◆ Written problem
Copy the items from their beginning through the line containing "[101,330,181,489]", inclusive, keeping every line and shifting each bounding box coordinate by -129.

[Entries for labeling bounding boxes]
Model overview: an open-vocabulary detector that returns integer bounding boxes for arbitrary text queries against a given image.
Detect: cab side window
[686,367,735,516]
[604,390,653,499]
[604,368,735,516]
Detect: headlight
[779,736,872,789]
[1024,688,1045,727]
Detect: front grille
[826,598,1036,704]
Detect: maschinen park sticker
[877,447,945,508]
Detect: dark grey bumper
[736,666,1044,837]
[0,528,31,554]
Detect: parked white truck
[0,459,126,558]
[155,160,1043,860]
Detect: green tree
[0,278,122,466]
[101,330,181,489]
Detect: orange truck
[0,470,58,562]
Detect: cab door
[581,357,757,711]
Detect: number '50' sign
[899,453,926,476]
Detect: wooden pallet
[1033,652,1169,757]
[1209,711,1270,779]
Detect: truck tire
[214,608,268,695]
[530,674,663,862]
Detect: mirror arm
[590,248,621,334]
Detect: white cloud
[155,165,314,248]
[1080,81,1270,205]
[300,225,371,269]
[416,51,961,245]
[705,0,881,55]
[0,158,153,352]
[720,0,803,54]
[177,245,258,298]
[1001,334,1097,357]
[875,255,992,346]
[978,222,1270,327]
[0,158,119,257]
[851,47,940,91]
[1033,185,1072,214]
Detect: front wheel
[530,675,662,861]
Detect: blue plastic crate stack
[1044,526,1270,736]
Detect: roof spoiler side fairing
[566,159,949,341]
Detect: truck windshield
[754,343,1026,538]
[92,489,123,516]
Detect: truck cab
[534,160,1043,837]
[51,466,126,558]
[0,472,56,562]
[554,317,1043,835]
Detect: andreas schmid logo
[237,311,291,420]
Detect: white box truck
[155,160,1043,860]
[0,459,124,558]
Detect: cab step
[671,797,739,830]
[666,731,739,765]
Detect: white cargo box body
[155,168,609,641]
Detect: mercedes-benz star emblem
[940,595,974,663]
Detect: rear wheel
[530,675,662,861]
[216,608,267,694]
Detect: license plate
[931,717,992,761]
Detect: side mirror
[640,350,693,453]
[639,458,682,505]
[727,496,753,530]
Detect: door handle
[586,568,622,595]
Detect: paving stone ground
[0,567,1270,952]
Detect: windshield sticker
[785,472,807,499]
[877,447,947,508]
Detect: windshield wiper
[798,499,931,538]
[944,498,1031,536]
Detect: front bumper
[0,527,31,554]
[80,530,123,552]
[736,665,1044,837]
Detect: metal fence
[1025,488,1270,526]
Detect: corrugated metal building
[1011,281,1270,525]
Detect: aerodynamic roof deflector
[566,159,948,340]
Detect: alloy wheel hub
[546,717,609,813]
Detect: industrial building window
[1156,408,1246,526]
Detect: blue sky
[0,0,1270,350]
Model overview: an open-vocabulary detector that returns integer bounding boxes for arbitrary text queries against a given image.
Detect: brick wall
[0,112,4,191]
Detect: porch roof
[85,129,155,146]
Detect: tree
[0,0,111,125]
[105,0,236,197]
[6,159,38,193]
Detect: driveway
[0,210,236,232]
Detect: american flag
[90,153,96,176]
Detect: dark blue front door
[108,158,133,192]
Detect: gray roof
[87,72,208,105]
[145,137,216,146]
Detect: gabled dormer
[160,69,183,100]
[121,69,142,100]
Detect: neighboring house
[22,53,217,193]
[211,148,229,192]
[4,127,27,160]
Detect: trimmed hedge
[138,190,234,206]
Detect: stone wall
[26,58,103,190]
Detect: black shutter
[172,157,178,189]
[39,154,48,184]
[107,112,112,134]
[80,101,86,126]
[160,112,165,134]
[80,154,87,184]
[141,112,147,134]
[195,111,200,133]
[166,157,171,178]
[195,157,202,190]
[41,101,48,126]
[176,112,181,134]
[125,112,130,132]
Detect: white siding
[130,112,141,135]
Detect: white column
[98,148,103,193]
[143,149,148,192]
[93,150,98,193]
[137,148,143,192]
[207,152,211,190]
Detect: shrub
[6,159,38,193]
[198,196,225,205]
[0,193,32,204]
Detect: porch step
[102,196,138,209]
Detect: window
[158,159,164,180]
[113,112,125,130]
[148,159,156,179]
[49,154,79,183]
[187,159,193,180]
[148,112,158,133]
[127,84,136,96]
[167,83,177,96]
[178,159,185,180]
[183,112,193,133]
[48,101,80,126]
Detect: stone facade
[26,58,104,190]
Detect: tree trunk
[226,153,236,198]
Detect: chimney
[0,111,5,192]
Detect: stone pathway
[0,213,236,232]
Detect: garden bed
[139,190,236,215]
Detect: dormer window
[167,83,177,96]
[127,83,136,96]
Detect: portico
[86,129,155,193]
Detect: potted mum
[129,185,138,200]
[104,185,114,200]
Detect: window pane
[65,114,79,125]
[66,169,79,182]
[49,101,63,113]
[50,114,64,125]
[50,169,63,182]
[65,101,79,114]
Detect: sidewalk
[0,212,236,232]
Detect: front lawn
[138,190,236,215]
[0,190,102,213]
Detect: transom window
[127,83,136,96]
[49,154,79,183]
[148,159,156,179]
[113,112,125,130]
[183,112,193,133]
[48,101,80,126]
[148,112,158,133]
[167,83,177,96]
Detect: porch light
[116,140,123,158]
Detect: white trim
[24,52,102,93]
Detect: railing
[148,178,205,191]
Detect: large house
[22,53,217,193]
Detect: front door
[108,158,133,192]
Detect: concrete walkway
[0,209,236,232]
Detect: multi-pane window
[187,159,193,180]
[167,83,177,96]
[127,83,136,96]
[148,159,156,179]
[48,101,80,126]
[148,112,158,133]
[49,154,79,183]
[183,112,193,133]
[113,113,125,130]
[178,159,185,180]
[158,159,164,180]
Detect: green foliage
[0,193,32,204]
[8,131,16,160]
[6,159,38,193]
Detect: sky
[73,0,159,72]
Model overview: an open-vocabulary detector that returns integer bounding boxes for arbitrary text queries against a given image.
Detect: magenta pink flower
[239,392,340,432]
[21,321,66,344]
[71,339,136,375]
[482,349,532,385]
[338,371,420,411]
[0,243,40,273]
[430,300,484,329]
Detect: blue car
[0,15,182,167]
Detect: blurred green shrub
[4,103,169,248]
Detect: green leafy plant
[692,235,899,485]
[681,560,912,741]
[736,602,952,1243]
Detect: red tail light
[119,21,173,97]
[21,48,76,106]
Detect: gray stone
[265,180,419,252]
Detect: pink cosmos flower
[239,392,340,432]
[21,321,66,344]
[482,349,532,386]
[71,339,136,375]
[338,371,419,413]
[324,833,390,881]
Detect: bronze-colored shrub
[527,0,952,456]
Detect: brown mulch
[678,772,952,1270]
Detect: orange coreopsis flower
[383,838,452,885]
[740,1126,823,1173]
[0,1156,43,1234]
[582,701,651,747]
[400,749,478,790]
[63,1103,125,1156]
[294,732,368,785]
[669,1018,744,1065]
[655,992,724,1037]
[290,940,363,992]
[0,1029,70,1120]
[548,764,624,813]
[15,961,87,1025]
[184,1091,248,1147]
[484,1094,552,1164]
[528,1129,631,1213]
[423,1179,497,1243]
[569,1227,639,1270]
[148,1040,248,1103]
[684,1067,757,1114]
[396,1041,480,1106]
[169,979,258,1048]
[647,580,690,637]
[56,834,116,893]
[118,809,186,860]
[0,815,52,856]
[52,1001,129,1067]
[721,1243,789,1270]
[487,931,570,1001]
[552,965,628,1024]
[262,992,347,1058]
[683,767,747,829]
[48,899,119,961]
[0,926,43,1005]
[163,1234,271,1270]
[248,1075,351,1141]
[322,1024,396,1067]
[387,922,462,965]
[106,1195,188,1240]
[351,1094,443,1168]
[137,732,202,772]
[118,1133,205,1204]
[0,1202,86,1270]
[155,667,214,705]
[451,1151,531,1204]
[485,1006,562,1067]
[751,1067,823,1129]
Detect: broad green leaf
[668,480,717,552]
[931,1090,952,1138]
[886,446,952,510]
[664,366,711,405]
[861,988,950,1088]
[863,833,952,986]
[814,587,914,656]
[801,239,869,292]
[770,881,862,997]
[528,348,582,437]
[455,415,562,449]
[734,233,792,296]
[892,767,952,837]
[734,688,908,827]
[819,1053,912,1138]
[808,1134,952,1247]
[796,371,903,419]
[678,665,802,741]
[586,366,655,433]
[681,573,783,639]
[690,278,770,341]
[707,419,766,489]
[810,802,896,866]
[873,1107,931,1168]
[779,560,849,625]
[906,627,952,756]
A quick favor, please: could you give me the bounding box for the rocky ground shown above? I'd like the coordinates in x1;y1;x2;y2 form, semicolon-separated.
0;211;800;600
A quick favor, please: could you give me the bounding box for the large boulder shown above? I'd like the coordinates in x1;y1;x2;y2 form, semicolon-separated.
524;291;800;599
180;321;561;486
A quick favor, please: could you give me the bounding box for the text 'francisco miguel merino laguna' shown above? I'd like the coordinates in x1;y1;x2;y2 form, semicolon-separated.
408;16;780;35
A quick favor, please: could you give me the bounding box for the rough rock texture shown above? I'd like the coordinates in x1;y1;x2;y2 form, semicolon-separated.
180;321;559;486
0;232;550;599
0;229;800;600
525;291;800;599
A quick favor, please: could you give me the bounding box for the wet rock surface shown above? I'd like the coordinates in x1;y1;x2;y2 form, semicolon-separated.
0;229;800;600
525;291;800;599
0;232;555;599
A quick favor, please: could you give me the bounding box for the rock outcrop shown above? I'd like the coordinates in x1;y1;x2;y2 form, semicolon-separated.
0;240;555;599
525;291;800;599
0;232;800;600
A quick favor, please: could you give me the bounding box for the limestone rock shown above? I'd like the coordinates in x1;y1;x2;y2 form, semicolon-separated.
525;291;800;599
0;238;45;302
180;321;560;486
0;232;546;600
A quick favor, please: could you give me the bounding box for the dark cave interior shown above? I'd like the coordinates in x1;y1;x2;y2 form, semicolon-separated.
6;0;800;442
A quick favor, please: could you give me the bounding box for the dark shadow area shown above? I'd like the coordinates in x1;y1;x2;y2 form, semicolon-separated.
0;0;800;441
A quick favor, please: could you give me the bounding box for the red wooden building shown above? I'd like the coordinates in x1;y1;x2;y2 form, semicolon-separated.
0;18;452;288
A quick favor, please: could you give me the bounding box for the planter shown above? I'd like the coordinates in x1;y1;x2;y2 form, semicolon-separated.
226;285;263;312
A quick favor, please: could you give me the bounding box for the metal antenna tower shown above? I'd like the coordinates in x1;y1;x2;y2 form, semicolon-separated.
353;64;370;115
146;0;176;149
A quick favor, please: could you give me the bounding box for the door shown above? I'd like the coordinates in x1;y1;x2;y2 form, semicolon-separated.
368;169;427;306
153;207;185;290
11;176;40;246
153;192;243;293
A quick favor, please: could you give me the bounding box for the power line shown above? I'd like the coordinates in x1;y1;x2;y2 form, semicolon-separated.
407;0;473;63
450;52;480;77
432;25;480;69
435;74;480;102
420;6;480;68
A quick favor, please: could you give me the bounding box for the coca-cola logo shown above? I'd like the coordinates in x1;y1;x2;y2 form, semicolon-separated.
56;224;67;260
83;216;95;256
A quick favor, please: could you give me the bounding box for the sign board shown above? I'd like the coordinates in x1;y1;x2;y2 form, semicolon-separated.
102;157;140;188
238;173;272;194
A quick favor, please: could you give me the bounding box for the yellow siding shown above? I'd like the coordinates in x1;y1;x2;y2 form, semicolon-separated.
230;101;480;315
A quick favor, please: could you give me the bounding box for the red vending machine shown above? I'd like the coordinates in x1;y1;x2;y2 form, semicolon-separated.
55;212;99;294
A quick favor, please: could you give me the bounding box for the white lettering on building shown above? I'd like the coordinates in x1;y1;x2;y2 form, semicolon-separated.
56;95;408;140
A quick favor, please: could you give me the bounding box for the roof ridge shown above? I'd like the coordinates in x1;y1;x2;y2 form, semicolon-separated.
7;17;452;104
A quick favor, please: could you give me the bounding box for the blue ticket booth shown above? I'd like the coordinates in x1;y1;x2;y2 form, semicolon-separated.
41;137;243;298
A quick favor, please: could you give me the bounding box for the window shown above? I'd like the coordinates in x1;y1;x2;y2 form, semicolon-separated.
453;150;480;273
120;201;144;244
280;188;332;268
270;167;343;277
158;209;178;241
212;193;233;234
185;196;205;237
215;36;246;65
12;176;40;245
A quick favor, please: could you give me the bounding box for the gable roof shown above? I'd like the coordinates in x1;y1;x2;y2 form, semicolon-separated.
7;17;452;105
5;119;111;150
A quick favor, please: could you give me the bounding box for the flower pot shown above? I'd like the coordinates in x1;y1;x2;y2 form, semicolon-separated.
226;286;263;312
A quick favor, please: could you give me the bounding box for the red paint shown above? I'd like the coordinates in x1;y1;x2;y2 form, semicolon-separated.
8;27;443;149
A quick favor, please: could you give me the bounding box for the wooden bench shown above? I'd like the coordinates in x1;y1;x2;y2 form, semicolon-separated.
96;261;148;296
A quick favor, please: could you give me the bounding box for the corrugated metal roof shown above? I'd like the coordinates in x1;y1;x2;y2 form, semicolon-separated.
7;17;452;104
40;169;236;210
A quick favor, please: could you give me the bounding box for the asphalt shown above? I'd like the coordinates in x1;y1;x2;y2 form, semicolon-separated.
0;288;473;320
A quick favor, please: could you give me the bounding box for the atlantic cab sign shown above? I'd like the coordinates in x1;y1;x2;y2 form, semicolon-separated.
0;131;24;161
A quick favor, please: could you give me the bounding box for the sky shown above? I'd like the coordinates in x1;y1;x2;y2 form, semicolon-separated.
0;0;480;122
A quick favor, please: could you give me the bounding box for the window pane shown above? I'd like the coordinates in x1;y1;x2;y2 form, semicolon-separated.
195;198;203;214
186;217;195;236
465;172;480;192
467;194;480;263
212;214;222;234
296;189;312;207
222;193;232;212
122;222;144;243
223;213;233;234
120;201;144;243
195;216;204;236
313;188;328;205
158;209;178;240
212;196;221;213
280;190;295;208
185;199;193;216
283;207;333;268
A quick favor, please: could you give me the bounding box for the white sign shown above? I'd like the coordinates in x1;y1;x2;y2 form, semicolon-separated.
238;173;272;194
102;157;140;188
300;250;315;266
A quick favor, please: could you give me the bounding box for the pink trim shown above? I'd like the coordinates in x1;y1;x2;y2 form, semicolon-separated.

◆ Exercise answer
Model overview: an open-vocabulary detector that returns integer bounding boxes for arbitrary text queries against a given image.
Detect: cab side window
[557,238,606,387]
[475,261,524,370]
[475,239,606,387]
Detect: headlight
[650,607,743,660]
[895,559,916,598]
Detect: front grille
[697,469,907,575]
Detect: maschinen park sticker
[748,318,816,379]
Detect: dark grey bumper
[607,537,915,708]
[-129,399,-98,425]
Detect: parked white truck
[-129,330,-3,429]
[26,31,914,731]
Detect: green tree
[-129,149,-7,337]
[-28,201,52,360]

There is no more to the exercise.